Passage to read:
DUI is a proud supporter of Ships 2 Reefs.

For the latest up-to-date information on what is happening to form sink groups in California and the US visit California Ships to Reefs.

Information can also be found by visiting Ships 2 Reefs website.

NEW PRESS RELEASE - FEBRUARY 5, 2007

FOR IMMEDIATE RELEASE

Southern California Contact:
Harvey Schmiedeke
California Ships to Reefs, Inc.
335 North 3rd Street
Burbank, CA 91502
818-276-1000
harveys@survivalstrategies.com

US Navy Offers Two Major Combat Vessels
to California Ships-to-Reefs

The Navy this week offered California Ships to Reefs two retired major combat vessels for reefing off of the California Coast: the former USS David R. Ray, DD 971, a 9,200 ton Spruance class destroyer, and the former USS Vincennes, CG 49, an Ticonderoga class vessel of 9,800 tons with an Aegis anti-air weapon system. Both of these vessels are approximately 565 feet long powered by gas turbine engines, among the cleanest marine power plants available. Both ships are currently held in the Bremerton, Washington State, Navy Yard for disposal.

Tasks to complete:
A. According to the Ships to Reefs page, where are the two offered ships currently being held for disposal?
B. Transcribe the stretch of the Ships to Reefs page from "DUI is a proud" through "to Reefs, Inc.", keeping every word and mark unchanged.

Data section:

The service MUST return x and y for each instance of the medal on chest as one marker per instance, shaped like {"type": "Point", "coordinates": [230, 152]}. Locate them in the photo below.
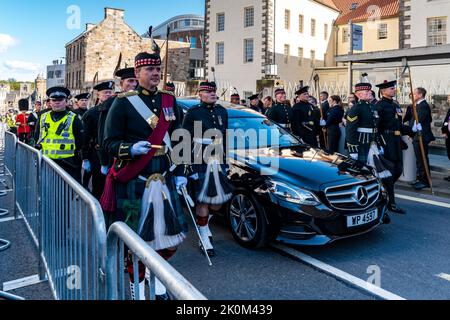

Solved tasks:
A. They are being held in the Bremerton, Washington State, Navy Yard.

B.
DUI is a proud supporter of Ships 2 Reefs.

For the latest up-to-date information on what is happening to form sink groups in California and the US visit California Ships to Reefs.

Information can also be found by visiting Ships 2 Reefs website.

NEW PRESS RELEASE - FEBRUARY 5, 2007

FOR IMMEDIATE RELEASE

Southern California Contact:
Harvey Schmiedeke
California Ships to Reefs, Inc.